### Testo citato ###
VIA, VAS E AIA – Procedimento di VIA di competenza statale – Artt. 10, 25 e 26 d.lgs. n. 152/2006 – Parere regionale – Finalità istruttorie.

Nell’ambito del procedimento di VIA di competenza statale, disciplinata dagli artt. 10, 25 e 26 del D.lgs. 152/2006, il parere regionale è reso ai soli fini istruttori e non è ostativo al rilascio del provvedimento di compatibilità ambientale da parte della competente amministrazione statale, dovendosi escludere la sussistenza di “un potere di codecisione della Regione” (a differenza di quanto, invece, previsto nei cc.dd. procedimenti di autorizzazione unica, in relazione ai quali opera la c.d. “intesa forte” della Regione) (cfr. Cons. Stato sez. VI 5 maggio 2016 n. 1779).

Pres. Stanizzi, Est. Russo – Regione Puglia (avv.ti Liberti e Di Lecce) c. Ministero dell’Ambiente e della Tutela del Territorio e del Mare e altri (Avv. Stato) e altro (n.c.)

 


Allegato


Titolo Completo

TAR LAZIO, Roma, Sez. 2^ bis – 26 settembre 2016, n. 9938

SENTENZA

 

TAR LAZIO, Roma, Sez. 2^ bis – 26 settembre 2016, n. 9938


Pubblicato il 26/09/2016

N. 09938/2016 REG.PROV.COLL.
N. 10306/2015 REG.RIC.

REPUBBLICA ITALIANA

IN NOME DEL POPOLO ITALIANO

Il Tribunale Amministrativo Regionale per il Lazio

(Sezione Seconda Bis)
### Dati grezzi ###
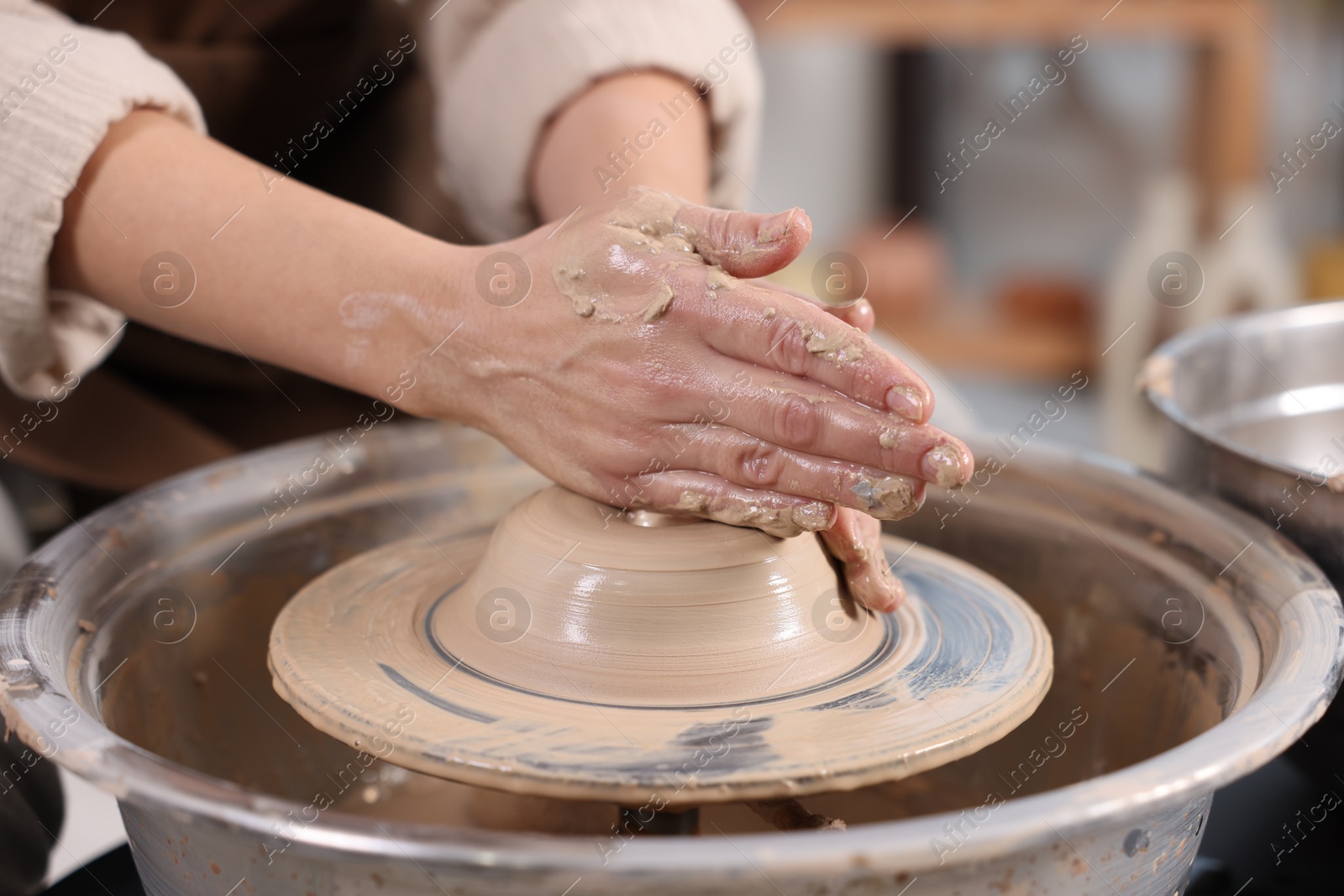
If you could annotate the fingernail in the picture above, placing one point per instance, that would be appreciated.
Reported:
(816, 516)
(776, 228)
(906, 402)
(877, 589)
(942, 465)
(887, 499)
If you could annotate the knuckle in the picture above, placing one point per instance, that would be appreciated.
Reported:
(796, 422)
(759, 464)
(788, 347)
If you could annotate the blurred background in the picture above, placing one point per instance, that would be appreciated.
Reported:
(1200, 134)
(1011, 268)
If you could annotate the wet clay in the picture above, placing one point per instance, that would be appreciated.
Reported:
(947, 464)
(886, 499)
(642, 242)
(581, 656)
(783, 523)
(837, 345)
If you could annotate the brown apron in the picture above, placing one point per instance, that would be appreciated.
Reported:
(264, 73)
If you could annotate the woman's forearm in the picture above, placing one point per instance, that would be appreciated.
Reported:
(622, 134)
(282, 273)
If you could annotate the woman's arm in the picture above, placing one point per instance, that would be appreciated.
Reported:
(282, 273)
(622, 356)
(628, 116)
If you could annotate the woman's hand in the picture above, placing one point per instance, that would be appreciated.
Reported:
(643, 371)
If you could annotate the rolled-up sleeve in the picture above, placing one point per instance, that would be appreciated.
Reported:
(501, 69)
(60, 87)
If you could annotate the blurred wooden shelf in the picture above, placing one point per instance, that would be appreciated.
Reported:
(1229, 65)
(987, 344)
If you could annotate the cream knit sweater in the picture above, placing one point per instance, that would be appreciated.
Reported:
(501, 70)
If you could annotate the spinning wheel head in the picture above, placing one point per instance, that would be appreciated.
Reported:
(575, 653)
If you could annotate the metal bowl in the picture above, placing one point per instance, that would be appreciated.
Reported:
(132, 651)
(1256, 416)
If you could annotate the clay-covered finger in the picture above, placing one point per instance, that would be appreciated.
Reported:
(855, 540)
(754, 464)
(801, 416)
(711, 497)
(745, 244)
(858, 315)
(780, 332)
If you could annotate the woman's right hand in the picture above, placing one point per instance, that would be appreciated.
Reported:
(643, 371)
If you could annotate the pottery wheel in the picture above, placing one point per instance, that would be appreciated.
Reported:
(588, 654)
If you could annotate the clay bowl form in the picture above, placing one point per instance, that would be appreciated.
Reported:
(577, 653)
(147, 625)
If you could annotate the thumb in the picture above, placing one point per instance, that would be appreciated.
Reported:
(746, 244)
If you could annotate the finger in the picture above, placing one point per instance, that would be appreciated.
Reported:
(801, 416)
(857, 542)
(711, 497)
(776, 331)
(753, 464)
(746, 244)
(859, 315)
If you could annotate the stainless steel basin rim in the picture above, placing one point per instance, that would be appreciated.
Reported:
###
- Compito A -
Secondo il testo citato, a quali fini è reso il parere regionale nel procedimento di VIA di competenza statale?
- Compito B -
Per favore, riscrivi identico l'elenco, dalla riga che contiene "If you could annotate the pottery" giù fino alla fine dell'elenco, estremi compresi.

- Risposta completa A -
Il parere regionale è reso ai soli fini istruttori.

- Risposta completa B -
If you could annotate the pottery wheel in the picture above, placing one point per instance, that would be appreciated.
Reported:
(588, 654)
If you could annotate the clay bowl form in the picture above, placing one point per instance, that would be appreciated.
Reported:
(577, 653)
(147, 625)
If you could annotate the thumb in the picture above, placing one point per instance, that would be appreciated.
Reported:
(746, 244)
If you could annotate the finger in the picture above, placing one point per instance, that would be appreciated.
Reported:
(801, 416)
(857, 542)
(711, 497)
(776, 331)
(753, 464)
(746, 244)
(859, 315)
If you could annotate the stainless steel basin rim in the picture above, placing one point per instance, that would be appreciated.
Reported:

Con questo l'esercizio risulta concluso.